DATA LISTING:
┌──
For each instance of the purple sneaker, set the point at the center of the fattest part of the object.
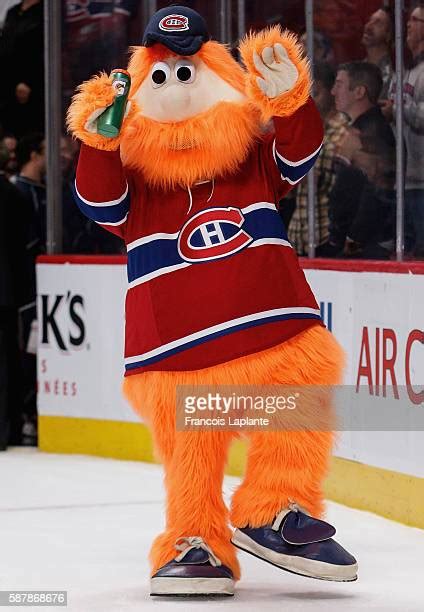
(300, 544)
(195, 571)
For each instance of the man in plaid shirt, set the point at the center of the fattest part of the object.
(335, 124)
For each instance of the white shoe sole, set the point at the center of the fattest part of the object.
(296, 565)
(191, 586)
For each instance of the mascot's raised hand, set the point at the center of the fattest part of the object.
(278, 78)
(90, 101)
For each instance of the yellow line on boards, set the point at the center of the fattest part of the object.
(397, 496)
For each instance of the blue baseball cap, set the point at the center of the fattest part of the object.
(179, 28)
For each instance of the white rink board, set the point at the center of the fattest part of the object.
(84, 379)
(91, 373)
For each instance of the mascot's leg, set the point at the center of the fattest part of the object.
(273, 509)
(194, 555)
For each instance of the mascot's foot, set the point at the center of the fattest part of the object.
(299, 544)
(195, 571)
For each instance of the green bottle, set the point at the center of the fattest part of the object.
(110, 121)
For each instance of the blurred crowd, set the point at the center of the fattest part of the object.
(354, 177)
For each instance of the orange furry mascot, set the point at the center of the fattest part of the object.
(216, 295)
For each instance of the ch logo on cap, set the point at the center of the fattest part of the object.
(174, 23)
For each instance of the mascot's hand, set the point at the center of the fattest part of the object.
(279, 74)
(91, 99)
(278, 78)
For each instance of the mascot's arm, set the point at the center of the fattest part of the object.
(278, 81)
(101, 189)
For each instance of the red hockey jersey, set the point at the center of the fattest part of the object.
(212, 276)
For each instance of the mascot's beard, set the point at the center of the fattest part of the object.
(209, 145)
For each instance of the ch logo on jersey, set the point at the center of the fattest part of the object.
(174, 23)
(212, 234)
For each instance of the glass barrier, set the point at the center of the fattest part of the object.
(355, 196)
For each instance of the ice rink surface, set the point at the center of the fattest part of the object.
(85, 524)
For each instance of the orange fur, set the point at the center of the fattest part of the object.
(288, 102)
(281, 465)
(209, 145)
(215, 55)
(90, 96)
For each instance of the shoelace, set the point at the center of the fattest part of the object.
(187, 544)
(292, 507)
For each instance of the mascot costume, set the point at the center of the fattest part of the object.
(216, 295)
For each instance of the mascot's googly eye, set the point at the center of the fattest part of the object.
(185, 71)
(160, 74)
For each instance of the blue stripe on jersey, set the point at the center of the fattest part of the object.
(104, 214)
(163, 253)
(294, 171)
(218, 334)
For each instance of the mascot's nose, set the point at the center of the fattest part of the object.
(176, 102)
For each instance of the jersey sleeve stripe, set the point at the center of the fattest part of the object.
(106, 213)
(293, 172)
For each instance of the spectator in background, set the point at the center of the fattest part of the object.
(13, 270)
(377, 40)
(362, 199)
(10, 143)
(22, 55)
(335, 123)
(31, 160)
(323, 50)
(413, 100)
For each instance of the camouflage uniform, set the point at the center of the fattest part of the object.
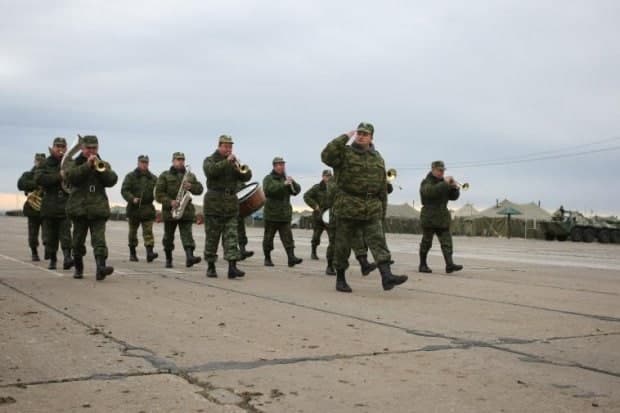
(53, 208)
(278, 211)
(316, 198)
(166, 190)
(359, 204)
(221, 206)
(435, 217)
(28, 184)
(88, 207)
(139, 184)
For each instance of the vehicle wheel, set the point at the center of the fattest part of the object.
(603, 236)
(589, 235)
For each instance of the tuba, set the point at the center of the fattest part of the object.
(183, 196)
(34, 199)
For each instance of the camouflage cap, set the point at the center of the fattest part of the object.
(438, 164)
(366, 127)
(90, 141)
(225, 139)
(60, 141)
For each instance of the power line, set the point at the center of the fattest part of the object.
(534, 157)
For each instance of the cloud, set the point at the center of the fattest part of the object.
└──
┌──
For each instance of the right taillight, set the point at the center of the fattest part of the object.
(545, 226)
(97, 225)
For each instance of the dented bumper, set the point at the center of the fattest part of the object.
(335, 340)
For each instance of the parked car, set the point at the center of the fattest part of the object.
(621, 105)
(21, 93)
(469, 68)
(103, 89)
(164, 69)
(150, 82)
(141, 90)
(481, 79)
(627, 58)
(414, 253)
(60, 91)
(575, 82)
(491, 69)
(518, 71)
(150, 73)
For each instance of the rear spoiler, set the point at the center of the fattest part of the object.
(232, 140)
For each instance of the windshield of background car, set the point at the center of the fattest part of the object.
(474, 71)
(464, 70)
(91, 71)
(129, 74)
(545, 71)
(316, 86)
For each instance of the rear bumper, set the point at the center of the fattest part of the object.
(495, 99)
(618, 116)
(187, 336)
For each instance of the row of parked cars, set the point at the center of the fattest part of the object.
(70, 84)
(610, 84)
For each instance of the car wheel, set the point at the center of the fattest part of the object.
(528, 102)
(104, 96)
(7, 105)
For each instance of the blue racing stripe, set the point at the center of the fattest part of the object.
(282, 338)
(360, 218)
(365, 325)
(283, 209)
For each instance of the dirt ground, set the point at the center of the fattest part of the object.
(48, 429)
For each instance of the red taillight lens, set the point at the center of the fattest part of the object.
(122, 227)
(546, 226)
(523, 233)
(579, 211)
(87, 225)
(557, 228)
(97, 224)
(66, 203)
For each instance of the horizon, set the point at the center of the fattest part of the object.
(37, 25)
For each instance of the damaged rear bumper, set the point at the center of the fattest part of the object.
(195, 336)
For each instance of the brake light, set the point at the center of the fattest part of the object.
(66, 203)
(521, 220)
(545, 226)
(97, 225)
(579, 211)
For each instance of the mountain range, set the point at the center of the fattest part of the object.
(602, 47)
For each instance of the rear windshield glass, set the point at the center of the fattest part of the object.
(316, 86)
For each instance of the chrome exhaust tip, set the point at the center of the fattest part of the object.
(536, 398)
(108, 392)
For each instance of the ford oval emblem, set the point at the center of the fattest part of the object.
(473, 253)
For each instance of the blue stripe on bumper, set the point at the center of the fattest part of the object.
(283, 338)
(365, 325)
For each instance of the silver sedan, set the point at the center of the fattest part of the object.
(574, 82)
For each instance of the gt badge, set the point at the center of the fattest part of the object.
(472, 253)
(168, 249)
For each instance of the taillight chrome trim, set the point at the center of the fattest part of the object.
└──
┌──
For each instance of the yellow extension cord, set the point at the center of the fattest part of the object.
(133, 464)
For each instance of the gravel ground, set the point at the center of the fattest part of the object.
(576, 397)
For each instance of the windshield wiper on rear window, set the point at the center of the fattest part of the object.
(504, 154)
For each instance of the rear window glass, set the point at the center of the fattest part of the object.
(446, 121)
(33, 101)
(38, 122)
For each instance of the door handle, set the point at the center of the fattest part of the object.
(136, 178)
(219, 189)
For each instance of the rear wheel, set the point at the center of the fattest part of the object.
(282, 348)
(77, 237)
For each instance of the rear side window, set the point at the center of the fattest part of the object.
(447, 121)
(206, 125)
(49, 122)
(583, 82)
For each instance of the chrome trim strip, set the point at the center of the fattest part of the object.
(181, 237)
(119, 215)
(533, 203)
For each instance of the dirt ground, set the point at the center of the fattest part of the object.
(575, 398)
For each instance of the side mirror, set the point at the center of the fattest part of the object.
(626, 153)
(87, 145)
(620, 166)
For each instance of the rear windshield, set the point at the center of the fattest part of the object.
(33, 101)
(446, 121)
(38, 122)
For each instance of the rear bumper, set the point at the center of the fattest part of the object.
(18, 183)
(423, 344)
└──
WHAT YOU SHOULD DO:
List each line from the entries above that contains the word "taillight".

FINAL RESULT:
For each instance of the right taillight, set the point at the center of the fattest part of the object.
For each instance of the red taillight lens, set the point at the center of the fattest part of the object.
For each instance of the taillight chrome trim, set the point at the center of the fattest part of the object.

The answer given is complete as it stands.